▸ **Exercise details**:
Quote the items word for word, from their start up to and including the line with "Segments of the suit". Leave out the pictures.

▸ **Data to process**:
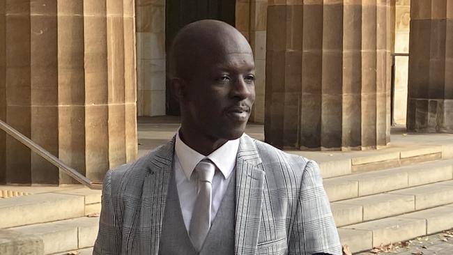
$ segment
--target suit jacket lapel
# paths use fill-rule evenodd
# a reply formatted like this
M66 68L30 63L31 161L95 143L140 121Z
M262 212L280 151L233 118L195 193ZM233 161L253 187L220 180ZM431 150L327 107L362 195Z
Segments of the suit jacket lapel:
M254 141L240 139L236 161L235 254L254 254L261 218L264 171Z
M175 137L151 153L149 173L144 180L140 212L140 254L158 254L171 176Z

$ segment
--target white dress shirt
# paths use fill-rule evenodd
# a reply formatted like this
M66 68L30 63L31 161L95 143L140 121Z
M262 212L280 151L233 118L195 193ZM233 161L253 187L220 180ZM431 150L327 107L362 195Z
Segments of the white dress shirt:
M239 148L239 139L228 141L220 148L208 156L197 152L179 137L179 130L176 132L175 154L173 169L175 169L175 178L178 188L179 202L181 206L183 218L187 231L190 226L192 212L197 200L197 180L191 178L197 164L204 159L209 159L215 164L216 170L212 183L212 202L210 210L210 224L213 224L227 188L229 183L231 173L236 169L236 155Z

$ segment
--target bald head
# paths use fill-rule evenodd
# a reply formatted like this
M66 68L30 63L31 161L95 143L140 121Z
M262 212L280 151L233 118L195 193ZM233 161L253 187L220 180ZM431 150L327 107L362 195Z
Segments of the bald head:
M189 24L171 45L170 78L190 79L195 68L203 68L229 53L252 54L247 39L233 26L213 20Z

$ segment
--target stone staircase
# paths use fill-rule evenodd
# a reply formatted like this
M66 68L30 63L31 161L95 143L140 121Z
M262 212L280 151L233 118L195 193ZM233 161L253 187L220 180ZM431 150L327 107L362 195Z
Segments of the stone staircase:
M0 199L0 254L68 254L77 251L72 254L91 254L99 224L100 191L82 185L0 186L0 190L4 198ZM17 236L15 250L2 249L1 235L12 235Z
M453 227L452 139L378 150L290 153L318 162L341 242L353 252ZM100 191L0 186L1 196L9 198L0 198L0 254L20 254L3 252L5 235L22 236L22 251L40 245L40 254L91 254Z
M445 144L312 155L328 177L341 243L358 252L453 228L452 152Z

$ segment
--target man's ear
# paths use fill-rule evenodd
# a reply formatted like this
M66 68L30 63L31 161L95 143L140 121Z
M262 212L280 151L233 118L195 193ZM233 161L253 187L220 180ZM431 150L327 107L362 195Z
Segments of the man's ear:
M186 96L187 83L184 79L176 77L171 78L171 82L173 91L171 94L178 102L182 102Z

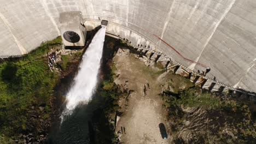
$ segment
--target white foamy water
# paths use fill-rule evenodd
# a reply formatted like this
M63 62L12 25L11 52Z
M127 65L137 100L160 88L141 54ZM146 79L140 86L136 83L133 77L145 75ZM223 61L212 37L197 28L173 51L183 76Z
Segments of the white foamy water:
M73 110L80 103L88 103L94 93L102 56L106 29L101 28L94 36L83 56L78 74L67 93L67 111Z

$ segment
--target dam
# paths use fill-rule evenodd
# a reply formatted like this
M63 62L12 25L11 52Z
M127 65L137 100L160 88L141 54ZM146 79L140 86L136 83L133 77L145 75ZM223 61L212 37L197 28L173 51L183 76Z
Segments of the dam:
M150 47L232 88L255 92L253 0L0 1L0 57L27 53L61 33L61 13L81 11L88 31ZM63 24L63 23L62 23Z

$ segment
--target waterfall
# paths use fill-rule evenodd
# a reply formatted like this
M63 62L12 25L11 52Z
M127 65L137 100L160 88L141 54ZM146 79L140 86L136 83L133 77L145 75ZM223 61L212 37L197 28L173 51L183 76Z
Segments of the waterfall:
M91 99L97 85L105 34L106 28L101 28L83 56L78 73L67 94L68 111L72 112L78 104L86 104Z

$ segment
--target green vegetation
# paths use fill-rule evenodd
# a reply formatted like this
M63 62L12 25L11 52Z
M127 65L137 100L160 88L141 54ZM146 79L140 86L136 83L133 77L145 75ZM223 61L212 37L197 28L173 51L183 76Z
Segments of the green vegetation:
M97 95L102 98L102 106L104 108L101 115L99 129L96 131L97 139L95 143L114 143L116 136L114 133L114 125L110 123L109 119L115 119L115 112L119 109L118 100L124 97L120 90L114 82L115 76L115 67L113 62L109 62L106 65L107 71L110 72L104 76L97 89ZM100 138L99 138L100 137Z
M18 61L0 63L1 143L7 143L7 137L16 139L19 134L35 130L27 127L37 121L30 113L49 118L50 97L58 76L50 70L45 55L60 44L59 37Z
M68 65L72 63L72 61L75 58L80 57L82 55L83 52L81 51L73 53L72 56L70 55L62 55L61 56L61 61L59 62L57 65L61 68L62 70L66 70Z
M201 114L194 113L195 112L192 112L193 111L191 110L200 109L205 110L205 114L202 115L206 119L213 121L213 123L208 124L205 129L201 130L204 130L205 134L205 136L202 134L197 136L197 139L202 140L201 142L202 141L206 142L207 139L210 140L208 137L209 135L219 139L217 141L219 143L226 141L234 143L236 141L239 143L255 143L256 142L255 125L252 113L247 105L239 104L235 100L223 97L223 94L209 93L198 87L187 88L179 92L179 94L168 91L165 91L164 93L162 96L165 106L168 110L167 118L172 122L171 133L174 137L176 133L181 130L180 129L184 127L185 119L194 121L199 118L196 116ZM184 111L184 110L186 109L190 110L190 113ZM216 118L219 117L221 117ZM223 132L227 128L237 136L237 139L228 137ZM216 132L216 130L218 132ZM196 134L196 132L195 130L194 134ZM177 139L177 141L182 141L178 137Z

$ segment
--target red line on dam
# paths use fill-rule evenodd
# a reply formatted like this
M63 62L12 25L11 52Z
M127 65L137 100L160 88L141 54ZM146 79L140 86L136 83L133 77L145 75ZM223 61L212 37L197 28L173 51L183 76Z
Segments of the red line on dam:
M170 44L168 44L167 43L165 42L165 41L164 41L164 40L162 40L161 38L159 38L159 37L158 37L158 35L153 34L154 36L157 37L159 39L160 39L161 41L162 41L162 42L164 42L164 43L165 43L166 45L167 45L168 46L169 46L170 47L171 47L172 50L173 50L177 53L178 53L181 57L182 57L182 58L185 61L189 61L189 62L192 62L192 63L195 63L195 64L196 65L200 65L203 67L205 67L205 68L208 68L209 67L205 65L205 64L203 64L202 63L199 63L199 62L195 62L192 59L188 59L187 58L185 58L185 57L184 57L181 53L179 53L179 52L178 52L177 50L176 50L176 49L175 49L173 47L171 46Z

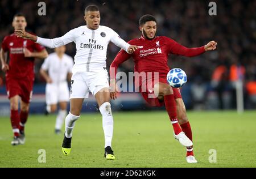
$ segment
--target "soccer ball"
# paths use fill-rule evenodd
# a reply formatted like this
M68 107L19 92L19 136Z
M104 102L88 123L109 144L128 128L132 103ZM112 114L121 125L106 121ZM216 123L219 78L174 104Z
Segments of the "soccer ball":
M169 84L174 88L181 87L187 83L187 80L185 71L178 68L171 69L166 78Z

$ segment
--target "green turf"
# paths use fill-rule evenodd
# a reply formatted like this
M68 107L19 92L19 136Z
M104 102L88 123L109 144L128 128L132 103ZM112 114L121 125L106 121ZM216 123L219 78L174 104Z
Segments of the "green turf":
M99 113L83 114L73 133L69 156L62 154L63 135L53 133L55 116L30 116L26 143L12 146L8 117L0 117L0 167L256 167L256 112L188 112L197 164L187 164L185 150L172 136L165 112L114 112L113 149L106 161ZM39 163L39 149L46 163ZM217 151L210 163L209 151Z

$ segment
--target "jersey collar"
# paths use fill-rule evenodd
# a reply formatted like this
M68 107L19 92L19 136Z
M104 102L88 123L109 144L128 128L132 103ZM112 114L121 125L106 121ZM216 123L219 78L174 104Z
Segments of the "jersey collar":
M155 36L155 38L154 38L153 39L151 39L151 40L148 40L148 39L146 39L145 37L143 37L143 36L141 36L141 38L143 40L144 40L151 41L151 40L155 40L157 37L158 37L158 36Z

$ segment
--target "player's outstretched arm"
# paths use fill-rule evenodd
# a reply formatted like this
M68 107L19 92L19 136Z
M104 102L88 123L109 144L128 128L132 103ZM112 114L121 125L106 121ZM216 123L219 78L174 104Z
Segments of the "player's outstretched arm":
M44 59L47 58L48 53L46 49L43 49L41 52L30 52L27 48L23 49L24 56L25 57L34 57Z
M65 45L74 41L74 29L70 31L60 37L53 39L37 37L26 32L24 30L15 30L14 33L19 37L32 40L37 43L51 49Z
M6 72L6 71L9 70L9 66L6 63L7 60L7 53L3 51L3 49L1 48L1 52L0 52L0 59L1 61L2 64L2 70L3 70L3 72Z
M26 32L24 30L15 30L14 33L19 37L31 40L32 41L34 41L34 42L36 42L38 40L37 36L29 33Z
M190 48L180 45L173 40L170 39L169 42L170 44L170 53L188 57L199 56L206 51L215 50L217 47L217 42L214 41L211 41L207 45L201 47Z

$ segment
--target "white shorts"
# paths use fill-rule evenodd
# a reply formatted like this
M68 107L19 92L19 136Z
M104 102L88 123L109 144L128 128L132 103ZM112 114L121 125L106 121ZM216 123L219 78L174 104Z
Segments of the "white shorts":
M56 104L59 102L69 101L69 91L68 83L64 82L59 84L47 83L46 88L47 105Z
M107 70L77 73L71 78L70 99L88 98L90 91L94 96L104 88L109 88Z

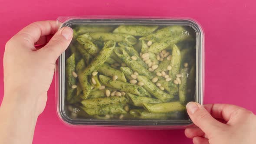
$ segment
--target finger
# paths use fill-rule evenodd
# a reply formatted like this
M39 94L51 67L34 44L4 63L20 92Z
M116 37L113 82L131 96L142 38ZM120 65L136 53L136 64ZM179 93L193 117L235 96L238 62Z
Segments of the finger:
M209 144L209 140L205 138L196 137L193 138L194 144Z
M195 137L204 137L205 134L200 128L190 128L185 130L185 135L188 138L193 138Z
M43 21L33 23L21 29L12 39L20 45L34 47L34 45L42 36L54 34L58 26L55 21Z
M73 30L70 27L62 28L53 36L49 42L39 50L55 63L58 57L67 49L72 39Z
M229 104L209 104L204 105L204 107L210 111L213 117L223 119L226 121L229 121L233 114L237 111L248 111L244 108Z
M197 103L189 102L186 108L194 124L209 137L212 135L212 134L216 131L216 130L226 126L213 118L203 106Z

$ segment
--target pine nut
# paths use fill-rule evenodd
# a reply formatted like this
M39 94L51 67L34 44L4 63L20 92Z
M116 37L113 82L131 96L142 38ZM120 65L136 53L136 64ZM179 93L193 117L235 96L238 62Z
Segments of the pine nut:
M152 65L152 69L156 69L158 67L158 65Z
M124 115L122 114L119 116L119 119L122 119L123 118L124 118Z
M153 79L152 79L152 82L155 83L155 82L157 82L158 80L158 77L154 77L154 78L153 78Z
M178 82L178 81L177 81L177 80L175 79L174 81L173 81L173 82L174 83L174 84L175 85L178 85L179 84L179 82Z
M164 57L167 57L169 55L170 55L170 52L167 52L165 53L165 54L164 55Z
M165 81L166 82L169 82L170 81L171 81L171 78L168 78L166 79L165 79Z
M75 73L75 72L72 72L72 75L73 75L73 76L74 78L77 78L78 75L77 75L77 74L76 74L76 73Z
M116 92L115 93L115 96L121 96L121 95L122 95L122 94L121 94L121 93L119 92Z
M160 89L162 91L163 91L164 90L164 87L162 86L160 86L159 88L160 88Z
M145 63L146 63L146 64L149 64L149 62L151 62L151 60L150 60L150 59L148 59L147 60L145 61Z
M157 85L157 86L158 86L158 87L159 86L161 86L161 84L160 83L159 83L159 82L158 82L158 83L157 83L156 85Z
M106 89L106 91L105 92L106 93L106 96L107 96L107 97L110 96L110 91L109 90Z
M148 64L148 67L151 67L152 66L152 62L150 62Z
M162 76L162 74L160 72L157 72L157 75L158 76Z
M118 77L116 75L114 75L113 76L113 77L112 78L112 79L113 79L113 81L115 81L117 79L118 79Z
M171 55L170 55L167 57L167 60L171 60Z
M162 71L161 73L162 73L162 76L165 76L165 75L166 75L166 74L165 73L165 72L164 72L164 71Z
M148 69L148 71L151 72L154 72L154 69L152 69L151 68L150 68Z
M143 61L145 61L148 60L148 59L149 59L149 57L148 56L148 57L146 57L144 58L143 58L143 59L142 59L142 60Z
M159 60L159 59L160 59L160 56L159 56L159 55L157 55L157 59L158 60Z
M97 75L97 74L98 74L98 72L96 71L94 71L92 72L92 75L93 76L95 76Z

▸ **Task response**:
$ segment
--target suit jacket lapel
# paths use fill-rule evenodd
# a reply formatted like this
M66 68L30 63L31 161L95 143L140 121Z
M262 212L280 151L233 118L195 193ZM233 161L253 187L220 180ZM431 150L327 107L362 195Z
Segments of the suit jacket lapel:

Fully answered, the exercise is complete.